# WHAT THE TASK REQUIRES
Give back only one number: how many lines in the data below contain the word "hair".

# DATA TO USE
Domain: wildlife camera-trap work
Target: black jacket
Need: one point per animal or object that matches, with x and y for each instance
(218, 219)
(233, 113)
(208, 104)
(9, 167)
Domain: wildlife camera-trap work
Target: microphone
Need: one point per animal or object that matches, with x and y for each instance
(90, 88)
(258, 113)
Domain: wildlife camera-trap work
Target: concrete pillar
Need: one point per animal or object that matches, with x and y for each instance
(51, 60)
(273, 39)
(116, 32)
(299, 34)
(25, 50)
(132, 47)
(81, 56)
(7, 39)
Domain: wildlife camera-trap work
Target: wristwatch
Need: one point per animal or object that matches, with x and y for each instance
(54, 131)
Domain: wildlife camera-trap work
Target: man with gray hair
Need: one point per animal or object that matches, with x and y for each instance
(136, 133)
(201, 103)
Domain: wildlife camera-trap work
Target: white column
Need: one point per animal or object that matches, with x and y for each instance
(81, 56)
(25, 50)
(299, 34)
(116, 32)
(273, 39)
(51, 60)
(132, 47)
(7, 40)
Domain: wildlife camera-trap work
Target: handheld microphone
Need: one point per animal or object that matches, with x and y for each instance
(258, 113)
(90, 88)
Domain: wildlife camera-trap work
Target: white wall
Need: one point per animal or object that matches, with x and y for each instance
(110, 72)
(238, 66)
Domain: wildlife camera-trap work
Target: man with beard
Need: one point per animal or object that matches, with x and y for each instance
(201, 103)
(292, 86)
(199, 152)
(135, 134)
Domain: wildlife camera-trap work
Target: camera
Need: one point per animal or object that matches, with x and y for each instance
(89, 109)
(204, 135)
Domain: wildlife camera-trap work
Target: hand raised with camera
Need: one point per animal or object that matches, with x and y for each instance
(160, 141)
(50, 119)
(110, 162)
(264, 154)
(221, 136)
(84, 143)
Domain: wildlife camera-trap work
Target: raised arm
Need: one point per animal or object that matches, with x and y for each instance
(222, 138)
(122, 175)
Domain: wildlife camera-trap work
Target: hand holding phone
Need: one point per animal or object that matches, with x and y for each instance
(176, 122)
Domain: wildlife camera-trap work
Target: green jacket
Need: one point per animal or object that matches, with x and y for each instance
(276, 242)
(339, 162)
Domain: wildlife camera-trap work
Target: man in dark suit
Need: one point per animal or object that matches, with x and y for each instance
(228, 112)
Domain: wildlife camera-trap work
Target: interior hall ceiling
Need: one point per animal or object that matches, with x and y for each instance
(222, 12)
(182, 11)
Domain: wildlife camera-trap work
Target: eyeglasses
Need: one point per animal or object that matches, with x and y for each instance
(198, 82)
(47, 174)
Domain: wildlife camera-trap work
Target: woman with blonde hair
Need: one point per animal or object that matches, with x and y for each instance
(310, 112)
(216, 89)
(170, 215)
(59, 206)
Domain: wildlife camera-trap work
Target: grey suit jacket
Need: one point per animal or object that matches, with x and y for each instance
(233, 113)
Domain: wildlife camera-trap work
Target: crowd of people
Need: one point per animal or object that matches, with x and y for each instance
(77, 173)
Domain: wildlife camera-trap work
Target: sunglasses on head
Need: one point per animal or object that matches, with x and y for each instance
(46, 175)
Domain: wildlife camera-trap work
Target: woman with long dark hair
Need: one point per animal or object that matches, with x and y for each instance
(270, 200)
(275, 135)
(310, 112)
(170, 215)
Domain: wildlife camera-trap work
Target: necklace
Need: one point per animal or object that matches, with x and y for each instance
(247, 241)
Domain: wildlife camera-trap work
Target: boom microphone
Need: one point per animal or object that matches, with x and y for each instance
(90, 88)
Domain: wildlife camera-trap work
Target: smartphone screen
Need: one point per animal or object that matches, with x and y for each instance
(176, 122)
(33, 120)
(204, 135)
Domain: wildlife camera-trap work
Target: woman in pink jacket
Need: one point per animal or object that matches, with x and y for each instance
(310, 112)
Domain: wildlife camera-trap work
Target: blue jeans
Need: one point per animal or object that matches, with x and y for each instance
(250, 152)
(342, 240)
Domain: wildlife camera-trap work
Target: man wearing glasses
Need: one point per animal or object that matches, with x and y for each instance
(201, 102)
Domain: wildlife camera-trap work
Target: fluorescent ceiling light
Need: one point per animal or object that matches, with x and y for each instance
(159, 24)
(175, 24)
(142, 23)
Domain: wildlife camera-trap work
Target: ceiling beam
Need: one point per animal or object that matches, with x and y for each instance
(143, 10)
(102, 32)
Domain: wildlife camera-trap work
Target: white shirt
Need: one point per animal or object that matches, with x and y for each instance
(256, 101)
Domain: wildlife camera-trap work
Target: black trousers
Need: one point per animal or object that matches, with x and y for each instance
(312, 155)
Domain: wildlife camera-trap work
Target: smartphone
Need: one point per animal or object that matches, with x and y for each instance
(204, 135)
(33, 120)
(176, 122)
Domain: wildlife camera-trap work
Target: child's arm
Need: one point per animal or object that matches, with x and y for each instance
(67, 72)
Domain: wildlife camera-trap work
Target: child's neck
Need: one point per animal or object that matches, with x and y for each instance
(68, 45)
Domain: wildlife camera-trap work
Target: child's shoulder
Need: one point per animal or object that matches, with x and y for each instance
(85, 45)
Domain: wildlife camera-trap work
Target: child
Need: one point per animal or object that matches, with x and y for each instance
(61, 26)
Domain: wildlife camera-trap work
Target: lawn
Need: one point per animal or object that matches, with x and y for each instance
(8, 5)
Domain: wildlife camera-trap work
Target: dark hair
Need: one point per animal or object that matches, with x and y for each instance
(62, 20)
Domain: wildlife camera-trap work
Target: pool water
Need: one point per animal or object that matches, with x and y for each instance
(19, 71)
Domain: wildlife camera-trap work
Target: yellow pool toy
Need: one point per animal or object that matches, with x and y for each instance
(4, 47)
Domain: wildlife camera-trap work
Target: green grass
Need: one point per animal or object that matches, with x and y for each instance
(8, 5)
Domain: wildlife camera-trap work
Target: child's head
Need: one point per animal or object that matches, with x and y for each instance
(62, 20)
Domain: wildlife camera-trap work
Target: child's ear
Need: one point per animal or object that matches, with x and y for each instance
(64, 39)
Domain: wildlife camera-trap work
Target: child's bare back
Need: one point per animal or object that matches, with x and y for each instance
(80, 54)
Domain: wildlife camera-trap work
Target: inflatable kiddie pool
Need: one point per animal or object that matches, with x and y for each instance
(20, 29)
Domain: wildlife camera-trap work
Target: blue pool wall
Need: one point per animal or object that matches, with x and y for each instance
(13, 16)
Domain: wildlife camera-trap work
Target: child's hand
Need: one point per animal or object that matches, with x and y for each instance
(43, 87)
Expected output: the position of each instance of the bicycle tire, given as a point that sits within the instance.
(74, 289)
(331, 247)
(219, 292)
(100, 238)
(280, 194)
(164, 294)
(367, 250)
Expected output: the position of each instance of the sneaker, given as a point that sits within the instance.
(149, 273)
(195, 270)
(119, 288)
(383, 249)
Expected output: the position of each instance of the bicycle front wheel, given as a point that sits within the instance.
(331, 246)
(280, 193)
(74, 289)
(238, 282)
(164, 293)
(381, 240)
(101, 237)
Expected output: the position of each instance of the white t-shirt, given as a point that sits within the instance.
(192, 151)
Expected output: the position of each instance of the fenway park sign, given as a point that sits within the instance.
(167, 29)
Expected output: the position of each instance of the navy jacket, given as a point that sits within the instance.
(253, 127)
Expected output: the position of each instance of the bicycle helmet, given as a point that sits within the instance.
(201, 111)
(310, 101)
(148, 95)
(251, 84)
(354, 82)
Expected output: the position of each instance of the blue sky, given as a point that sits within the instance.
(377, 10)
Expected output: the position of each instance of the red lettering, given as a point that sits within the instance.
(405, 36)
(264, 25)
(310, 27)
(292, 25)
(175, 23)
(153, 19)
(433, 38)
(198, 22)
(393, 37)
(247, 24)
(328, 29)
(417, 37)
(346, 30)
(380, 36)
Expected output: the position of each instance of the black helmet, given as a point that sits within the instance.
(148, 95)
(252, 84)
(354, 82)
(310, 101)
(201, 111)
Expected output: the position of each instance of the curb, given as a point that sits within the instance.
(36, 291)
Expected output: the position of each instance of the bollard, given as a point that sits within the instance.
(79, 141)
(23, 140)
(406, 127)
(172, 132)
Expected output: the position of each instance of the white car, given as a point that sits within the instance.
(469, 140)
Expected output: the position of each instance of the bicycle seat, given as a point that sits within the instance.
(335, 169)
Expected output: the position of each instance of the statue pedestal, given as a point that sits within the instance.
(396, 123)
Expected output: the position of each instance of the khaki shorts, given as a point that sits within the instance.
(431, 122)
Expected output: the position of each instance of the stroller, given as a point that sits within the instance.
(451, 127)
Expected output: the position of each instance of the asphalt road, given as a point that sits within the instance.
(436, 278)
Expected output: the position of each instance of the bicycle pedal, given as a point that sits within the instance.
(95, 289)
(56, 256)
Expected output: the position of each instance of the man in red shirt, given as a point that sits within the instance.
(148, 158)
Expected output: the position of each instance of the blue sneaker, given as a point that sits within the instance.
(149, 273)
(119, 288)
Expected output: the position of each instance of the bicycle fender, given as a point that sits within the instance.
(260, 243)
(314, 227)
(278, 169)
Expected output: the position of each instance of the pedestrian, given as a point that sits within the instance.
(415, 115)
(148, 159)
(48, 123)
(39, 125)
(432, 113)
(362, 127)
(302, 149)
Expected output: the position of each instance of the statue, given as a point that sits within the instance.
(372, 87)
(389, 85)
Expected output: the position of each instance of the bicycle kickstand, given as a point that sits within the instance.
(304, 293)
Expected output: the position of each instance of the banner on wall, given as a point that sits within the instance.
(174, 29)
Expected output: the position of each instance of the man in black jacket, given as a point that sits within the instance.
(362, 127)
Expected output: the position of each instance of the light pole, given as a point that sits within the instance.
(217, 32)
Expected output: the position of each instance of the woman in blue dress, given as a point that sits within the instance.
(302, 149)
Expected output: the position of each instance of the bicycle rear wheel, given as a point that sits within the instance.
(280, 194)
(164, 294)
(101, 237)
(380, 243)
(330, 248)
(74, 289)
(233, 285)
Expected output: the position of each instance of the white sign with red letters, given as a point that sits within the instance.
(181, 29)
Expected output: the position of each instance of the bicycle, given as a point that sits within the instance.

# SOLUTION FOR THIS PROBLEM
4